(SELECTED PASSAGE):
How often we have felt the kind of “lostness” Ann Weems’ words describe? This feeling may be like hers, the loss of a loved one; it may be another kind of tragic loss — a marriage, a home, a job … a loss that makes us cry out, “O God, help me get home! I am lost.” Her words give our feelings words because they speak unapologetically about the deep pain of loss. She names her lostness; she implores God to find her and then concludes,

I will nestle in the hope of your coming
You will find me and carry me to the path
That leads home. I will no longer fear, for you,
O God, you are my home!

From her cries of lament emerge her statement of faith and hope. She believes ultimately that a warm fireside does exist and that God somehow will find her and put her on the path to that welcoming hearth. That she feels lost and can cry out about it brings her around to hope in being found. May we write our own lament psalms when we need to and know the ultimate assurance that they are heard. May we find comfort in a God that does not sleep until we are found. Amen

Why?

Why? If that simple one-word question has been asked in a hospital, once, it’s been asked a thousand times. Often that statement is followed by, “But I know you’re not supposed to question God.” Huh, really? I am not so sure about that.

(DIRECTIONS): Translate this sentence from the passage on lament and loss above into Spanish: "May we find comfort in a God that does not sleep until we are found."

(DATASET EXTRACT):
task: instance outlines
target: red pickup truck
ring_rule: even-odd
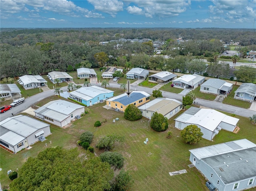
[[[5,113],[5,112],[9,109],[12,109],[10,105],[5,105],[0,108],[0,111],[1,113]]]

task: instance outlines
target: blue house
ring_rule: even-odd
[[[256,98],[256,84],[243,83],[235,91],[235,99],[250,102]]]
[[[212,188],[238,191],[256,185],[256,144],[247,139],[189,151],[190,160]]]
[[[85,104],[92,105],[102,102],[114,96],[114,91],[96,86],[83,87],[70,92],[69,97]]]

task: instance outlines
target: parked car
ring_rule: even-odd
[[[116,81],[117,81],[117,79],[118,78],[116,77],[115,77],[114,78],[114,79],[113,79],[113,81],[114,82]]]
[[[9,109],[12,109],[12,106],[10,105],[4,105],[0,108],[0,112],[1,113],[5,113],[6,111]]]
[[[24,97],[20,98],[19,99],[13,101],[13,102],[10,104],[10,105],[12,107],[13,107],[14,106],[16,107],[16,105],[18,105],[22,103],[24,103],[24,100],[25,100],[25,98]]]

(RESPONSE): Que encontremos consuelo en un Dios que no duerme hasta que seamos encontrados.